Please rewrite only the records from the line with "# test: mark one point on the white" through the end of the records, changing "left eye" to "left eye patch" and keeping everything else the same.

--------------------------------

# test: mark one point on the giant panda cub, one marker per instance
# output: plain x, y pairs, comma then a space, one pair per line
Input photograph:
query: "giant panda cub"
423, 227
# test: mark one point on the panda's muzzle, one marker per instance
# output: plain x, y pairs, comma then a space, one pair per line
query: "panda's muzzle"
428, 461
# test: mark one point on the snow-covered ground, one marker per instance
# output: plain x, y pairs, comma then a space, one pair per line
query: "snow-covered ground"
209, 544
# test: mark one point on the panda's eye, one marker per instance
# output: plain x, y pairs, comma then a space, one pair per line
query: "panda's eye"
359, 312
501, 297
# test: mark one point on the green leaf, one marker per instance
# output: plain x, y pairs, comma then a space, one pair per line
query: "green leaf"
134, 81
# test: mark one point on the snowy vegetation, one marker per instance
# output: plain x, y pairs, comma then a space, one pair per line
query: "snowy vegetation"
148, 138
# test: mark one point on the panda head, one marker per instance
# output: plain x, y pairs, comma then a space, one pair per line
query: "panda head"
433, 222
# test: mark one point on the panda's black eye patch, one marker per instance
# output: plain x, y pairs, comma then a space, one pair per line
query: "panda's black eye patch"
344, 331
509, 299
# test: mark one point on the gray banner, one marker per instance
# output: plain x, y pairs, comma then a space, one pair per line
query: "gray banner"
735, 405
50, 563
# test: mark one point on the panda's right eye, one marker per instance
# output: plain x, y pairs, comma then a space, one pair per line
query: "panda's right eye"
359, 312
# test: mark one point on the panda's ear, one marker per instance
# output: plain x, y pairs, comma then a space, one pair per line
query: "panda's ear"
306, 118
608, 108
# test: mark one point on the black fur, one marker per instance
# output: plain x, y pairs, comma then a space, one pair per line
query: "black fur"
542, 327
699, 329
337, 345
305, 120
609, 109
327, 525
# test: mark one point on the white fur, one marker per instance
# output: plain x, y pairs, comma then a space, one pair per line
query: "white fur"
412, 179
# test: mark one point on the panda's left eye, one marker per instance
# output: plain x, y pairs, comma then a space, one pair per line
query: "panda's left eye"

--------------------------------

• **SOLUTION TO THIS TASK**
# test: mark one point on the white fur, one marker per instance
# output: plain x, y pairs, comma then a space, one pair per line
query: "white fur"
412, 179
# test: mark one point on the panda's left eye patch, one marker per instance
# output: plain x, y pairs, comma then a space, one pair per line
query: "panda's left eye patch"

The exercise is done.